* _The tasks_:
A - In the Spark thread, since which version has inline been part of the SparkSQL API?
B - Using the Spark thread, explain why inline must be wrapped with expr on older Spark versions.
C - Reproduce the passage of the Spark thread starting with "There are 1" and going on through "33), AB(22, 31))".

* _Text extract_:
§ §

Explode nested list of objects into DataFrame in Spark

42 views Asked by At

I have a dataframe that looks like this

|               Column                           |
|------------------------------------------------|
|[{a: 2, b: 4}, {a: 2, b: 3}]                    |
|------------------------------------------------|
|[{a: 12, b: 14}, {a: 25, b: 33}, {a: 22, b: 31}]|
...

And I need to convert it to dataframe like

| a | b |
|---|---|
| 2 | 4 |
| 2 | 3 |
|12 |13 |
1

There are 1 answers

3
Leo C On BEST ANSWER

Simplest approach might be to use SparkSQL function inline as shown below:

case class AB(a: Int, b: Int)

val df = Seq(
    Seq(AB(2, 4), AB(2,3)),
    Seq(AB(12, 14), AB(25, 33), AB(22, 31))
  ).toDF("arrAB")

df.select(inline($"arrAB")).show
/*
+---+---+
|  a|  b|
+---+---+
|  2|  4|
|  2|  3|
| 12| 14|
| 25| 33|
| 22| 31|
+---+---+
*/

Note that while inline has been part of the SparkSQL API since 2.0, it's available as a built-in function for Dataframes only on Spark 3.4+. To use it on older Spark versions, wrap it with expr like below:

df.select(expr("inline(arrAB)"))

§ §

* _Data excerpt_:

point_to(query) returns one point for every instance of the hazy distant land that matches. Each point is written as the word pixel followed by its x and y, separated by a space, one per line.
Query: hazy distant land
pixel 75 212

§ §

* _Solution set_:
A - Since Spark 2.0.

B - Although inline has been part of the SparkSQL API since 2.0, it is available as a built-in function for DataFrames only on Spark 3.4 and later. On earlier versions it therefore has to be called through expr, as in df.select(expr("inline(arrAB)")).

C -
There are 1 answers

3
Leo C On BEST ANSWER

Simplest approach might be to use SparkSQL function inline as shown below:

case class AB(a: Int, b: Int)

val df = Seq(
    Seq(AB(2, 4), AB(2,3)),
    Seq(AB(12, 14), AB(25, 33), AB(22, 31))